> [Work to be completed]: Rescale the lines from the one with "<item>high-rise building</item> ->" to the one with "256 171 L 256", both included, and reproduce only those, requests and all. In the answer outlines, multiply every number (the viewBox sizes and the path coordinates) by 0.25 and round to whole numbers with halves going up, leaving the requests and their format samples unchanged.

> [Dataset content]:

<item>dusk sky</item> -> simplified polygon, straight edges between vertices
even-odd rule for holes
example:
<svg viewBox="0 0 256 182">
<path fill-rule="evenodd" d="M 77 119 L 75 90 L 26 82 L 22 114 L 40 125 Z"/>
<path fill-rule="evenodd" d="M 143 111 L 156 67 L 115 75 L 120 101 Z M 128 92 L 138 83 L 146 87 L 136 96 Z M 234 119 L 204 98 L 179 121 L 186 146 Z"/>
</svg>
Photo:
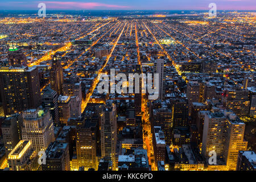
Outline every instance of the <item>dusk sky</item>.
<svg viewBox="0 0 256 182">
<path fill-rule="evenodd" d="M 36 10 L 40 2 L 50 10 L 208 10 L 212 2 L 217 10 L 256 10 L 256 0 L 2 0 L 0 10 Z"/>
</svg>

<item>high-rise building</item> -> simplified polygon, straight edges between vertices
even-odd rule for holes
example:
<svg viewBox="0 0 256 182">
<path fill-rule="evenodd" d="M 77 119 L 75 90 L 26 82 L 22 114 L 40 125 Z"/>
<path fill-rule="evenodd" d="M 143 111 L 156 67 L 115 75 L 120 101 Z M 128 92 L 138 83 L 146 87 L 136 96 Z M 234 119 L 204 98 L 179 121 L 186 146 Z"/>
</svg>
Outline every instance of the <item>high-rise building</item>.
<svg viewBox="0 0 256 182">
<path fill-rule="evenodd" d="M 43 171 L 70 171 L 68 143 L 55 141 L 46 151 L 46 164 Z"/>
<path fill-rule="evenodd" d="M 159 74 L 159 97 L 158 99 L 163 100 L 164 97 L 166 80 L 166 72 L 164 68 L 164 60 L 159 59 L 154 63 L 154 73 Z"/>
<path fill-rule="evenodd" d="M 51 88 L 57 92 L 58 95 L 63 93 L 63 70 L 58 58 L 54 55 L 50 70 L 50 84 Z"/>
<path fill-rule="evenodd" d="M 239 151 L 247 149 L 247 142 L 243 140 L 245 124 L 226 110 L 205 117 L 202 154 L 208 159 L 209 152 L 215 151 L 217 157 L 223 158 L 227 170 L 236 170 Z"/>
<path fill-rule="evenodd" d="M 36 152 L 45 151 L 55 140 L 53 123 L 49 111 L 39 107 L 24 111 L 22 115 L 22 139 L 31 141 Z"/>
<path fill-rule="evenodd" d="M 109 55 L 109 50 L 105 49 L 100 49 L 94 51 L 94 56 L 96 57 L 101 58 L 107 56 Z"/>
<path fill-rule="evenodd" d="M 256 171 L 256 154 L 254 151 L 239 151 L 237 171 Z"/>
<path fill-rule="evenodd" d="M 166 142 L 164 141 L 164 134 L 161 130 L 160 126 L 154 127 L 153 134 L 153 149 L 155 156 L 155 162 L 164 160 L 166 159 Z"/>
<path fill-rule="evenodd" d="M 59 117 L 61 123 L 67 124 L 71 117 L 71 97 L 60 96 L 58 98 Z"/>
<path fill-rule="evenodd" d="M 82 82 L 78 77 L 71 77 L 65 79 L 63 84 L 64 95 L 77 96 L 82 100 Z"/>
<path fill-rule="evenodd" d="M 249 90 L 240 88 L 227 89 L 222 96 L 222 102 L 236 114 L 247 115 L 250 109 Z"/>
<path fill-rule="evenodd" d="M 172 106 L 172 123 L 173 127 L 188 126 L 188 106 L 187 101 L 175 99 Z"/>
<path fill-rule="evenodd" d="M 16 114 L 5 118 L 2 131 L 6 152 L 8 155 L 22 139 L 22 115 Z"/>
<path fill-rule="evenodd" d="M 238 152 L 246 150 L 247 142 L 243 140 L 245 124 L 235 114 L 230 114 L 226 122 L 224 143 L 224 159 L 228 169 L 236 171 Z"/>
<path fill-rule="evenodd" d="M 115 104 L 106 105 L 103 109 L 100 119 L 101 156 L 112 161 L 115 168 L 117 147 L 117 110 Z"/>
<path fill-rule="evenodd" d="M 223 113 L 206 113 L 203 133 L 202 154 L 205 158 L 214 151 L 217 156 L 224 154 L 224 140 L 227 118 Z"/>
<path fill-rule="evenodd" d="M 135 65 L 135 73 L 139 75 L 142 74 L 141 67 L 139 64 Z M 134 107 L 135 114 L 138 114 L 141 112 L 141 102 L 142 102 L 142 78 L 139 78 L 139 93 L 134 94 Z"/>
<path fill-rule="evenodd" d="M 204 102 L 207 100 L 212 99 L 216 96 L 215 85 L 210 82 L 199 83 L 199 102 Z"/>
<path fill-rule="evenodd" d="M 200 96 L 200 86 L 196 82 L 189 82 L 187 85 L 187 97 L 188 100 L 188 114 L 191 115 L 192 103 L 198 102 Z"/>
<path fill-rule="evenodd" d="M 10 47 L 8 52 L 8 63 L 9 66 L 26 66 L 27 57 L 19 48 L 15 46 Z"/>
<path fill-rule="evenodd" d="M 256 115 L 256 86 L 248 87 L 249 90 L 250 110 L 249 115 Z"/>
<path fill-rule="evenodd" d="M 84 127 L 77 131 L 76 139 L 76 155 L 79 167 L 84 166 L 97 169 L 98 167 L 96 146 L 96 127 L 98 123 L 91 122 L 88 119 Z"/>
<path fill-rule="evenodd" d="M 37 68 L 0 68 L 0 85 L 5 115 L 35 108 L 40 104 Z"/>
<path fill-rule="evenodd" d="M 49 87 L 46 87 L 43 92 L 42 105 L 49 110 L 52 120 L 55 123 L 59 122 L 58 96 L 57 92 Z"/>
<path fill-rule="evenodd" d="M 81 115 L 81 100 L 78 96 L 71 96 L 70 98 L 70 117 L 78 118 Z"/>
<path fill-rule="evenodd" d="M 11 171 L 37 170 L 37 154 L 31 141 L 22 140 L 8 155 L 8 166 Z"/>
<path fill-rule="evenodd" d="M 152 114 L 152 129 L 154 129 L 154 126 L 160 126 L 164 134 L 166 143 L 170 144 L 173 126 L 171 110 L 167 108 L 154 109 Z M 151 132 L 153 133 L 153 131 Z"/>
</svg>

> [Task output]:
<item>high-rise building</item> -> simplified polygon, straight edges between vertices
even-odd rule for holes
example:
<svg viewBox="0 0 256 182">
<path fill-rule="evenodd" d="M 77 119 L 75 90 L 26 82 L 22 114 L 40 125 Z"/>
<path fill-rule="evenodd" d="M 143 111 L 156 67 L 115 75 L 120 101 Z M 128 92 L 138 83 L 146 87 L 136 96 Z M 234 119 L 204 98 L 179 121 L 186 146 Z"/>
</svg>
Outline every instance of the <item>high-rise building</item>.
<svg viewBox="0 0 64 46">
<path fill-rule="evenodd" d="M 11 43 L 18 43 L 17 36 L 14 35 L 12 38 L 12 41 Z"/>
<path fill-rule="evenodd" d="M 40 19 L 40 24 L 40 25 L 41 25 L 41 24 L 42 20 L 42 18 L 41 17 L 41 15 L 40 15 L 39 16 L 39 18 Z"/>
<path fill-rule="evenodd" d="M 13 22 L 14 23 L 15 24 L 16 23 L 16 18 L 15 15 L 14 14 L 13 18 L 13 21 Z"/>
<path fill-rule="evenodd" d="M 60 38 L 62 37 L 62 36 L 61 35 L 61 31 L 57 28 L 51 29 L 51 39 L 52 40 L 52 38 L 54 38 L 54 39 L 56 40 L 57 43 L 59 43 Z"/>
<path fill-rule="evenodd" d="M 9 38 L 11 38 L 14 35 L 13 31 L 12 28 L 10 27 L 6 28 L 6 29 L 6 35 L 8 35 Z"/>
<path fill-rule="evenodd" d="M 27 14 L 27 13 L 26 12 L 25 12 L 24 13 L 24 14 L 24 14 L 25 15 L 27 14 Z"/>
<path fill-rule="evenodd" d="M 64 43 L 64 39 L 64 38 L 60 38 L 59 43 Z"/>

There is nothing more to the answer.